[Objective]: Please report each line in the rows below that contains the string "country". Matching is case-sensitive.

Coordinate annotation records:
——

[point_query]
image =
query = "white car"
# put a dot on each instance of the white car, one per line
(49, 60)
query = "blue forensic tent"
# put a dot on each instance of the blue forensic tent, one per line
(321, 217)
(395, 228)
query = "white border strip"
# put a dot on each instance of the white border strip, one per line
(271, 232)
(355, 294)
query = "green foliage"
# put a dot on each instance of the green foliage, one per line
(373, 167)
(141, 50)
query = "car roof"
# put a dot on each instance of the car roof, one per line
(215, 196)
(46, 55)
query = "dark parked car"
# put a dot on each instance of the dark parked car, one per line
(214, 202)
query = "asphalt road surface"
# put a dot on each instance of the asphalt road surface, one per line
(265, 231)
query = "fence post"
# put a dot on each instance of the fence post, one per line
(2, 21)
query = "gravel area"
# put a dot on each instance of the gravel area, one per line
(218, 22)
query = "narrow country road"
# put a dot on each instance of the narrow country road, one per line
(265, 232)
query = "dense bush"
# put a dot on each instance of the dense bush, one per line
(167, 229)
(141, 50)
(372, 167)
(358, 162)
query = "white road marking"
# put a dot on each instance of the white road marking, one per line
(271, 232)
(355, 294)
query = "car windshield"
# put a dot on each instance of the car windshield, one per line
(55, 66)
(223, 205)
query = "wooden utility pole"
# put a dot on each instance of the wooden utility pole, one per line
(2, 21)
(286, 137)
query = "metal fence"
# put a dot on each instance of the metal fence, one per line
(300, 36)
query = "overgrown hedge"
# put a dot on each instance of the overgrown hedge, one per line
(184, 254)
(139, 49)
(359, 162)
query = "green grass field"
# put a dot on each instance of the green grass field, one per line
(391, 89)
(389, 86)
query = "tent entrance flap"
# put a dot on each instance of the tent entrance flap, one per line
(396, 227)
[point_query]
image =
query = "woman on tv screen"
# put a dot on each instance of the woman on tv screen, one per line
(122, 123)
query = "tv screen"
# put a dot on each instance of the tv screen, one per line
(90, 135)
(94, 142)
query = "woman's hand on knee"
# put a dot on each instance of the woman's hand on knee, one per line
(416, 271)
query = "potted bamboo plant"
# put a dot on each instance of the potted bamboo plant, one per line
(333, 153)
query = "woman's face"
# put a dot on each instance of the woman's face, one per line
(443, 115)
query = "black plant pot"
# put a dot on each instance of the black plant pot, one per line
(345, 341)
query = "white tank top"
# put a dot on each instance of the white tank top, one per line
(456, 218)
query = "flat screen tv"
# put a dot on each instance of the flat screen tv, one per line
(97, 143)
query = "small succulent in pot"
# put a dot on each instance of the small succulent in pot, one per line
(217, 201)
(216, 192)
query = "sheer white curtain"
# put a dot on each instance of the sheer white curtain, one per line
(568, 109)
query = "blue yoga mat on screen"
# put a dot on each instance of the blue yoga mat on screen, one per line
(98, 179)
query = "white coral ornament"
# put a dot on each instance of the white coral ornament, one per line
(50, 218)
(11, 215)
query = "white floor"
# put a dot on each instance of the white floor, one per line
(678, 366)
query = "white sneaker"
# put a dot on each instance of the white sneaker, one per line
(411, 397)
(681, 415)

——

[Final result]:
query = "narrow country road"
# put a dot on each instance of the narrow country road, one per line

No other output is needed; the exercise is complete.